AUSGEWÄHLTER AUSZUG:
Das VG hat - vor dem Hintergrund seiner Rechtsansicht verständlicherweise - keine tatsächlichen Feststellungen dazu getroffen, welcher beitragsfähige Erschließungsaufwand für die erstmalige endgültige Herstellung des abrechenbaren Wohnwegs ohne den westlichen Abschnitt des Verbindungswegs entstanden ist. Aus diesem Grunde kann gegenwärtig die Rechtmäßigkeit des angefochtenen Heranziehungsbescheids nicht abschließend beurteilt werden. Deshalb ist das angegriffene Urteil aufzuheben und die Sache an das VG zurückzuverweisen, um ihm Gelegenheit zu geben, die erforderlichen Feststellungen nachzuholen.

EINTRÄGE IM DATENSATZ:
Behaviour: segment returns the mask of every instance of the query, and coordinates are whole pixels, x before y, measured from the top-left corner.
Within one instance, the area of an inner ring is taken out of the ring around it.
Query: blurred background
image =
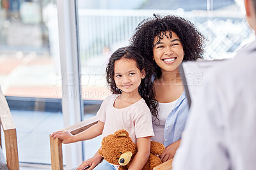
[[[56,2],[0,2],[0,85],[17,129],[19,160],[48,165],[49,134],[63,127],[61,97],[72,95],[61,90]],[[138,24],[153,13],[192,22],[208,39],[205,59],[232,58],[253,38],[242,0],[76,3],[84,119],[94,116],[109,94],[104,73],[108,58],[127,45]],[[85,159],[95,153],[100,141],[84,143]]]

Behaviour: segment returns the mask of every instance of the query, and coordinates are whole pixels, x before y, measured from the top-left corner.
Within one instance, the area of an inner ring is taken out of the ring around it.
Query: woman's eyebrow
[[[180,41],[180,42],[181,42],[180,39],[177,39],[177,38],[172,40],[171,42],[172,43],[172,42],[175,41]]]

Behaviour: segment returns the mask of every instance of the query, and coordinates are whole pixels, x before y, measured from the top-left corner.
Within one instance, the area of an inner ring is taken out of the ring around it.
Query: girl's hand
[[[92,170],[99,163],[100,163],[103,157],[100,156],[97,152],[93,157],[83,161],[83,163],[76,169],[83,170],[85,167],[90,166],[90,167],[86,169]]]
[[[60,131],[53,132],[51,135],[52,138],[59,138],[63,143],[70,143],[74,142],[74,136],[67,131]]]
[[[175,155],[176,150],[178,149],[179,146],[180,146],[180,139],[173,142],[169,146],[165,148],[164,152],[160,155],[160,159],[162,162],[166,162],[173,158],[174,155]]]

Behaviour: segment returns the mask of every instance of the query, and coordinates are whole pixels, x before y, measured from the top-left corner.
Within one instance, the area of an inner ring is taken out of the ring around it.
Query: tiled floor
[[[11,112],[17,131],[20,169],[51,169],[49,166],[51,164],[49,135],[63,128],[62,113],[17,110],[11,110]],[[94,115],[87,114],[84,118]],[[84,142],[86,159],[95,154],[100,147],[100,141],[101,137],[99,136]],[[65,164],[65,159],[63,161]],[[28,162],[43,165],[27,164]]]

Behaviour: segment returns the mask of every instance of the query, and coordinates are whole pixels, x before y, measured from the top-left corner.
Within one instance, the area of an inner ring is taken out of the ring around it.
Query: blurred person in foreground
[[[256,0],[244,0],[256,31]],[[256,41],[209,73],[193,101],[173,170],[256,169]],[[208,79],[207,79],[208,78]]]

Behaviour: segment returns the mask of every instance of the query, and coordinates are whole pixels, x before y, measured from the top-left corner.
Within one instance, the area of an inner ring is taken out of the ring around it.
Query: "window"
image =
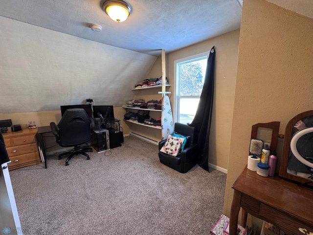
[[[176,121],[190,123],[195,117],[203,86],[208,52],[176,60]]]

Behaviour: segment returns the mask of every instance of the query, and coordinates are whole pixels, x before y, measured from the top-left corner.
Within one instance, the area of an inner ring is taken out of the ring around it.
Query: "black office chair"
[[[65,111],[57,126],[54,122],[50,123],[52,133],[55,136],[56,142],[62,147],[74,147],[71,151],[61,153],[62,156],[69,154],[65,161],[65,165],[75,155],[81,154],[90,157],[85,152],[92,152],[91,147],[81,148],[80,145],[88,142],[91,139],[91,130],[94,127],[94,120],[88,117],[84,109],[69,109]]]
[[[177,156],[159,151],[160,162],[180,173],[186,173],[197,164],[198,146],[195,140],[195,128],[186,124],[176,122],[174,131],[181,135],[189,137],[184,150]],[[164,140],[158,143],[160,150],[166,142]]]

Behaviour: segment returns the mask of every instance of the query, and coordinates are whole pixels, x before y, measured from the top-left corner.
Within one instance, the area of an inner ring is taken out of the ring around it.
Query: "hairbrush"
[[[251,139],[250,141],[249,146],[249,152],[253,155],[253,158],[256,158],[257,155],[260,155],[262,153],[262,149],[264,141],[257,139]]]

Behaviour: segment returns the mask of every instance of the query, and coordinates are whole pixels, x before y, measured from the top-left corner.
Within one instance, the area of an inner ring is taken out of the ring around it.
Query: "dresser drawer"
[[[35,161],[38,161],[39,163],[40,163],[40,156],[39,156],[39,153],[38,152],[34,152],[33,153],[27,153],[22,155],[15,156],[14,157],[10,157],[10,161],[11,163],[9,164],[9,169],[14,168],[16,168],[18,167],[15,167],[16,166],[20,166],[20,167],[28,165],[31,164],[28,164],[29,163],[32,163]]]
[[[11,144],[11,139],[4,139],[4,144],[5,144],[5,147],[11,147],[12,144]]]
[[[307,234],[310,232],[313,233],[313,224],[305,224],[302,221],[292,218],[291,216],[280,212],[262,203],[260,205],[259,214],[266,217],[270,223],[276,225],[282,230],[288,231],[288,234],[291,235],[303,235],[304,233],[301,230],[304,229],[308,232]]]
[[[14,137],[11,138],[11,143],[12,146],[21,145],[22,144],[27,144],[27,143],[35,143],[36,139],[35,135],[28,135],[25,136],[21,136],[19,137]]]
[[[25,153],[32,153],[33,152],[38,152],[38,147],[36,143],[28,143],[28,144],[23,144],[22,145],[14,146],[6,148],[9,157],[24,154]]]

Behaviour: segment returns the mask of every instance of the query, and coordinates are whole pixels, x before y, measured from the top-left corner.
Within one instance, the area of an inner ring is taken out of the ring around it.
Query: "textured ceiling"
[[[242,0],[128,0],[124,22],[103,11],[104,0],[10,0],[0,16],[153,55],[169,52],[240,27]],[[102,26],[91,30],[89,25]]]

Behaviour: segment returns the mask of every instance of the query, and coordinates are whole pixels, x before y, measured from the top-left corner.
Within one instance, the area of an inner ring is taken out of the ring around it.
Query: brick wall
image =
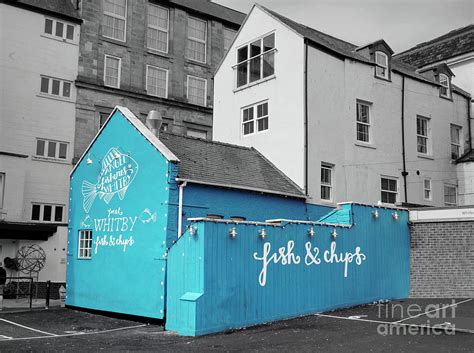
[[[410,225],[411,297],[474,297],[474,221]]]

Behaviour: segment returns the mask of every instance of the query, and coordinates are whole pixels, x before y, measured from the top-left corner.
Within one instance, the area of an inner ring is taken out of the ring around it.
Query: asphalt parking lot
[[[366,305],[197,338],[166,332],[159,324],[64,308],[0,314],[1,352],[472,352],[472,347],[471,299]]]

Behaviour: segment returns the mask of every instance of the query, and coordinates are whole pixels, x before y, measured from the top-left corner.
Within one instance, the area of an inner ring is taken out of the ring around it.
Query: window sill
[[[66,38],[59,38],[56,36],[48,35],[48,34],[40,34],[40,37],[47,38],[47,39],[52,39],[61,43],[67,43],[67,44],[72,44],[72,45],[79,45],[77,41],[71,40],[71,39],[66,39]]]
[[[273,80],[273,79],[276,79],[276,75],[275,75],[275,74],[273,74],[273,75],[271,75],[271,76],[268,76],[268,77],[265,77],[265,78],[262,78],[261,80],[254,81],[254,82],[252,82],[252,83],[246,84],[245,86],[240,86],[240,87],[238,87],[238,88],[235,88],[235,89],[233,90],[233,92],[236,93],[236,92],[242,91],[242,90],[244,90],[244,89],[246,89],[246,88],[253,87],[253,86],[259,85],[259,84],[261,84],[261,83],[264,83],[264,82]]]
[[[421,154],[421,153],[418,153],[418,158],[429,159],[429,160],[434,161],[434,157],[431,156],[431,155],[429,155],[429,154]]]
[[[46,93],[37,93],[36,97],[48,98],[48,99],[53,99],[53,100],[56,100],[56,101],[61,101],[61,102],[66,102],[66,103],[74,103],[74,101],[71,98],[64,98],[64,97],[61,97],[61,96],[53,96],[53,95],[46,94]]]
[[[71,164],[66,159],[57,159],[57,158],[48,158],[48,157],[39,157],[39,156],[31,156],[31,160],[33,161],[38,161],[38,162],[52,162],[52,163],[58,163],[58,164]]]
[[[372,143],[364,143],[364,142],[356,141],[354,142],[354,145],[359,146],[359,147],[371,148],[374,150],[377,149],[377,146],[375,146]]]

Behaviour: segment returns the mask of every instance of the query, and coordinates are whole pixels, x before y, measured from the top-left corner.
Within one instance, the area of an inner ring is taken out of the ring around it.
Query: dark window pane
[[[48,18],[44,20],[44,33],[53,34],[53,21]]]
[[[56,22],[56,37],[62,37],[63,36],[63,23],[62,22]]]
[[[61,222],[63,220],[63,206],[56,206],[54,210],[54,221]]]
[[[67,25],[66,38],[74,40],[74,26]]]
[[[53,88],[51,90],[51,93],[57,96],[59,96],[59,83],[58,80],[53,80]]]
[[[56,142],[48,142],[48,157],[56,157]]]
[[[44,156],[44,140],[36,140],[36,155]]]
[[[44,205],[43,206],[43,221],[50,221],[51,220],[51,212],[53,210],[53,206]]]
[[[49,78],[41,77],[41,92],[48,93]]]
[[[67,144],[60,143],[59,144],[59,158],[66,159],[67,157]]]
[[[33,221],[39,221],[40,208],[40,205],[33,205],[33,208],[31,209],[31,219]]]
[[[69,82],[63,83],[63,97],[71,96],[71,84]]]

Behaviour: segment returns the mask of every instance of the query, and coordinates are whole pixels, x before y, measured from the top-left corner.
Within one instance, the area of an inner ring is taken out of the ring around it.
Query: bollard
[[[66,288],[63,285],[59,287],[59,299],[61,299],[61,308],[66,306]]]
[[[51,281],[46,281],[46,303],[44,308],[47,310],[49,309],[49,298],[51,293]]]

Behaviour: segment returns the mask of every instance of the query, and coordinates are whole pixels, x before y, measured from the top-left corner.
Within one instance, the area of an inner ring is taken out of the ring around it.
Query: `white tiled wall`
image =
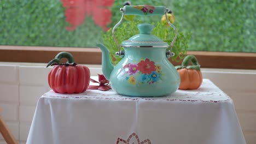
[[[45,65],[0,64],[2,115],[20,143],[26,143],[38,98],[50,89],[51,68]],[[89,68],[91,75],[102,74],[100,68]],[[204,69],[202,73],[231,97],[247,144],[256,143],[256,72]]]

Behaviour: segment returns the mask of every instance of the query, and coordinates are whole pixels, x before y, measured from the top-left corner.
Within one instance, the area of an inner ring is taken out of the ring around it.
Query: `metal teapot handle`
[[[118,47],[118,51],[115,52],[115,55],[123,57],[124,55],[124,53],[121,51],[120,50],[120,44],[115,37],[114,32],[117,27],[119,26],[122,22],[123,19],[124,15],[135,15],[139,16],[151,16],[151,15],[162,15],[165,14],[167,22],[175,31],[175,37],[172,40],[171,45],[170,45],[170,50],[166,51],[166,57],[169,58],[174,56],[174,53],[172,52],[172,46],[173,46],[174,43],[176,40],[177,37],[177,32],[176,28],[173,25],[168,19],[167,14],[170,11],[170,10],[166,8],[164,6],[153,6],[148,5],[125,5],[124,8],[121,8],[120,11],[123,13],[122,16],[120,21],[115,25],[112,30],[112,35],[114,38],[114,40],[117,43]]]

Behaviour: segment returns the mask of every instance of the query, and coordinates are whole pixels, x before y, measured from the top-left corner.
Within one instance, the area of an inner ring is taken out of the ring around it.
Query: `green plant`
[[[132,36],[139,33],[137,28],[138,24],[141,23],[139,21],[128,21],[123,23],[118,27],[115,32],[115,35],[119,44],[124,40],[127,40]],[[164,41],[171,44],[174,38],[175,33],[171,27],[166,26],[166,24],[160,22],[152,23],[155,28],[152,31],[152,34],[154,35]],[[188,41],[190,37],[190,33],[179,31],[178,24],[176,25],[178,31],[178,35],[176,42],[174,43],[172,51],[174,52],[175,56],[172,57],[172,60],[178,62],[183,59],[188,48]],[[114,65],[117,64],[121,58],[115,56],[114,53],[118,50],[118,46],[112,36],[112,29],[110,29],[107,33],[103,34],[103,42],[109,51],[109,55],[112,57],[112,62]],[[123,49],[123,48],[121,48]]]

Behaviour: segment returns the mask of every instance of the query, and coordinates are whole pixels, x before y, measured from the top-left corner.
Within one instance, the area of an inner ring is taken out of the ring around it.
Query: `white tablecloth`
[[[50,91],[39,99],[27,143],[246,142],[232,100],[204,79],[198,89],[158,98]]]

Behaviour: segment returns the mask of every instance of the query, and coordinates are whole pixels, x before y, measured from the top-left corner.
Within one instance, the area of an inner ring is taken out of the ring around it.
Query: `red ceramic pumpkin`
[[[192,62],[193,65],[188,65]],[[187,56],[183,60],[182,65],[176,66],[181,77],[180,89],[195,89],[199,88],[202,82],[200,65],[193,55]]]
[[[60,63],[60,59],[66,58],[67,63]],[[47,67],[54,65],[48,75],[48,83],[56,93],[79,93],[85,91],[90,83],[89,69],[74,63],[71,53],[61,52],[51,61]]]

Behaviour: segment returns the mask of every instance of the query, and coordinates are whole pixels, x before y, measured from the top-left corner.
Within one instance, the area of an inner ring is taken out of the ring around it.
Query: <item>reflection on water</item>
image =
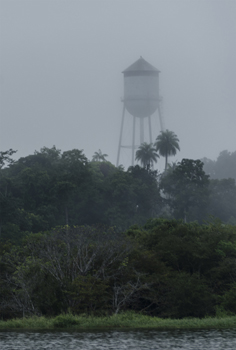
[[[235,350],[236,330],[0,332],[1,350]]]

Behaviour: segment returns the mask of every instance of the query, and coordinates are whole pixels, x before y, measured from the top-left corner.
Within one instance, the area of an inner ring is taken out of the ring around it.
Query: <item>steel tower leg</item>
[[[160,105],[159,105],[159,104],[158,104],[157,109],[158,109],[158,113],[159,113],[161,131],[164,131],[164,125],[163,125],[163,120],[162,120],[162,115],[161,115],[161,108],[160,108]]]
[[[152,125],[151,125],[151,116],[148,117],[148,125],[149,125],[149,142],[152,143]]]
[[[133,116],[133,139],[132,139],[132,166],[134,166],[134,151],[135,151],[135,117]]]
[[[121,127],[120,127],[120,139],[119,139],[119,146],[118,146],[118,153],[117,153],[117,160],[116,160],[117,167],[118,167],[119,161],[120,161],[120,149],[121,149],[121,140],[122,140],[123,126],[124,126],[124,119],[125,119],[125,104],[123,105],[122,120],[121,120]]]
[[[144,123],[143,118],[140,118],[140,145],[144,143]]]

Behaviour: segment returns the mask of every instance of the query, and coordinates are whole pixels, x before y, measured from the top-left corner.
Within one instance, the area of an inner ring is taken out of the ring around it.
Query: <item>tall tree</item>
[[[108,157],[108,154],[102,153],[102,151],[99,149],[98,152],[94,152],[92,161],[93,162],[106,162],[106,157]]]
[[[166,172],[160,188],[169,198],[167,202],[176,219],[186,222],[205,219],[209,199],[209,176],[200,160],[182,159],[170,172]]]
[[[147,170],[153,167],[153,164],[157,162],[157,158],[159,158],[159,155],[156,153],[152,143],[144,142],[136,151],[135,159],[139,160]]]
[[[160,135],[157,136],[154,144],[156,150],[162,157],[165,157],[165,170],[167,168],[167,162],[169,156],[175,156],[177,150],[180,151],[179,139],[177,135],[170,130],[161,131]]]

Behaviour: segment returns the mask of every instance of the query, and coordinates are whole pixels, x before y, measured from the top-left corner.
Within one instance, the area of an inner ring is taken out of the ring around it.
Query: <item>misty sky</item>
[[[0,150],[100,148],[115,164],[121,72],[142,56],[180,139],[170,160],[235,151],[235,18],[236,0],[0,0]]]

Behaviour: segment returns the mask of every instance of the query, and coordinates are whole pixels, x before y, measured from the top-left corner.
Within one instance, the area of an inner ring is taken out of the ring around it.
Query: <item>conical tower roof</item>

ANWEISUNGEN UND VORGABEN: Setze den Urteilsauszug über den Erschließungsaufwand für den Wohnweg im Anschluss an seinen letzten Satz fort.

ANTWORT ZUR AUFGABE:
2. Eine Zurückverweisung wäre entbehrlich, wenn aus anderen Gründen zugunsten oder zu Lasten des Kl. durchentschieden werden könnte. Das ist indes nicht der Fall. Für eine Durchentscheidung zu Lasten des Kl. fehlt es an dies rechtfertigenden Anhaltspunkten. Eine Entscheidung zugunsten des Kl. käme nur in Betracht, wenn anzunehmen sein sollte, entgegen der Auffassung des VG sei entweder die im Jahre 1975 erfolgte Herstellung des in Rede stehenden unbefahrbaren Wohnwegs nicht geeignet, eine Erschließungsbeitragspflicht auszulösen, oder das Grundstück des Kl. werde durch diesen Wohnweg nicht i.S. des § 131 I 1 BauGB erschlossen. Beides trifft jedoch nicht zu.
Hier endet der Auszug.